» PROBLEM TO SOLVE: Please pull out every line in the listing below that contains the word "black".

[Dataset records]
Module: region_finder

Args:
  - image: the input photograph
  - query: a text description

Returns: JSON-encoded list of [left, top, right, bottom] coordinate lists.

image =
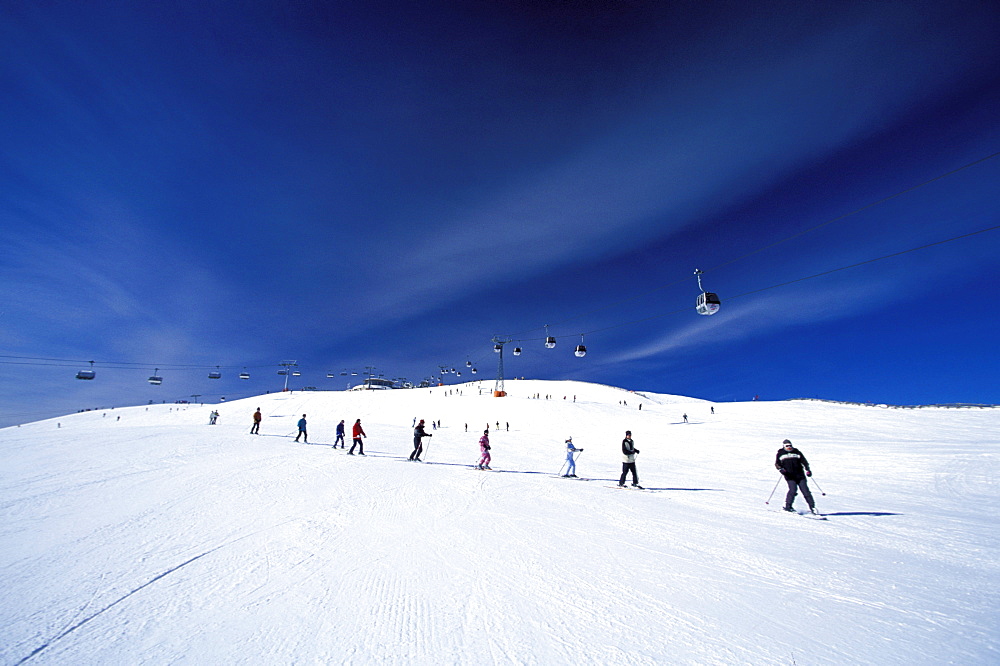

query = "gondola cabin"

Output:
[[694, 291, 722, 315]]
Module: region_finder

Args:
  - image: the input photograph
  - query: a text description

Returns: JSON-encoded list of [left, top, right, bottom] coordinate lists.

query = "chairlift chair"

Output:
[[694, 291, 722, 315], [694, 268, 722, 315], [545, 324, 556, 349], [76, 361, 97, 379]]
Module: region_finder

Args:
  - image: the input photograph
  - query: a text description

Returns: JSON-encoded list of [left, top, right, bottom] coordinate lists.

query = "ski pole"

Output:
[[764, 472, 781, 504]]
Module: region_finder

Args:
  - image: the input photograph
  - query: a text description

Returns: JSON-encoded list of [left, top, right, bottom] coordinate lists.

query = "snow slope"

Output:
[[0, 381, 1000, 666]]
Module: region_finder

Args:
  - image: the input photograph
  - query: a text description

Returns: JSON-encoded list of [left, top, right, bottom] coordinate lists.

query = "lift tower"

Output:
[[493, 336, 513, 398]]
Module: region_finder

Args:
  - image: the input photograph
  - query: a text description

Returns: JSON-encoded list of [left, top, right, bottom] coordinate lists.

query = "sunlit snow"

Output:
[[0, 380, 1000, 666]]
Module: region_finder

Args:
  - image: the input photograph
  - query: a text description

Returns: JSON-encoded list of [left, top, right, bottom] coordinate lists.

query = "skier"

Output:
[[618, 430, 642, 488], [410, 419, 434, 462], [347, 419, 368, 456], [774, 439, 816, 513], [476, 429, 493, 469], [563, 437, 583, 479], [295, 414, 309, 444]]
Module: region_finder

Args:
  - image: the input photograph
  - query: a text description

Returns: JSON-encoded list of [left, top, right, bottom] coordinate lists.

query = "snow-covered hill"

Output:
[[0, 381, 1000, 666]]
---
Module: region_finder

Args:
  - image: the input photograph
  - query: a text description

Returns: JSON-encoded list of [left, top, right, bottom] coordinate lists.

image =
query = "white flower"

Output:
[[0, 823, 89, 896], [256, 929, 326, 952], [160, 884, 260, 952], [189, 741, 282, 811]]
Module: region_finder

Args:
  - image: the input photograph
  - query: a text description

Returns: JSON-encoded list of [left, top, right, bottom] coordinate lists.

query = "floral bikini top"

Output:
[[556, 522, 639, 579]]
---
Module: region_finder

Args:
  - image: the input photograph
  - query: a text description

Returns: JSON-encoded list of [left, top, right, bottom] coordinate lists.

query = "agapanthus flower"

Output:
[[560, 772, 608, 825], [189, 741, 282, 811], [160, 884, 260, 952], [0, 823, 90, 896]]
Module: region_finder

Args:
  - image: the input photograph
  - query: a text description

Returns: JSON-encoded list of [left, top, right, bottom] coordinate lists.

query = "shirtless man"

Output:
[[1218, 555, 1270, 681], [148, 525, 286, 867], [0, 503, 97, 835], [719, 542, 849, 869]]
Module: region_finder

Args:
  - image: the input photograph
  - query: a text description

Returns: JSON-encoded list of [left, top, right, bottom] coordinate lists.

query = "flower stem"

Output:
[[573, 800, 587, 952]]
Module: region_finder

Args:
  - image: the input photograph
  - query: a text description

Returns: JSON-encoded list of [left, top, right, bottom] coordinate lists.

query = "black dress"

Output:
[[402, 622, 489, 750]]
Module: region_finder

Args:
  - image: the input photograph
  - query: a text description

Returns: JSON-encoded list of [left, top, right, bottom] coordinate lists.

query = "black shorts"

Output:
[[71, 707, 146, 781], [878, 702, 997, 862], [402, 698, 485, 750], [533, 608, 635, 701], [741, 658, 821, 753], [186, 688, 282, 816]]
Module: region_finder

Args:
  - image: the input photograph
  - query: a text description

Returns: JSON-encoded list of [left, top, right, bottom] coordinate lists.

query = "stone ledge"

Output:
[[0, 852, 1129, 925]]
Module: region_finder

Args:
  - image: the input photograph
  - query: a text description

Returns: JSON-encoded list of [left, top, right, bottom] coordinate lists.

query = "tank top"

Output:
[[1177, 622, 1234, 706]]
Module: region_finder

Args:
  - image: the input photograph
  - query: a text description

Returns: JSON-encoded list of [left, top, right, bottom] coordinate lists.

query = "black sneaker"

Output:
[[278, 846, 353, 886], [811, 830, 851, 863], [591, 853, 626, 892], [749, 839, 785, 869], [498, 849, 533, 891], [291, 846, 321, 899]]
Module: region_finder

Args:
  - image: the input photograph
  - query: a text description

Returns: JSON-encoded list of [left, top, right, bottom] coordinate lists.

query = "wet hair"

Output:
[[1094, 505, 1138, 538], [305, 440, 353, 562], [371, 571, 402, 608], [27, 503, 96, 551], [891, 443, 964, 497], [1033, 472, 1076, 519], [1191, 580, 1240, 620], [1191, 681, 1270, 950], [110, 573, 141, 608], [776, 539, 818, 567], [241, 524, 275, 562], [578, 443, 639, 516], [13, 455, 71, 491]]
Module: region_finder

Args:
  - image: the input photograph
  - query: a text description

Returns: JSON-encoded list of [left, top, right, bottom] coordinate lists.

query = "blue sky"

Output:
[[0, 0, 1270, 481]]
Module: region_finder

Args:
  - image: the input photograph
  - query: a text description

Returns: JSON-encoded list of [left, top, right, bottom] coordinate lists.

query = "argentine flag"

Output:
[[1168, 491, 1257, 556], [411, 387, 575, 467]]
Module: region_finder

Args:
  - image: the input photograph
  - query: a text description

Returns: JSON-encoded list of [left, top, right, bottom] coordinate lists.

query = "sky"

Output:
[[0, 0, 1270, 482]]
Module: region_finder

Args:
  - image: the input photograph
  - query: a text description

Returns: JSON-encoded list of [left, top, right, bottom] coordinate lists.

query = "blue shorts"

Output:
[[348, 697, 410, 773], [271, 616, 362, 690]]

» EXERCISE SOLUTION:
query = "black dress"
query = "black shorts"
query = "black sneaker"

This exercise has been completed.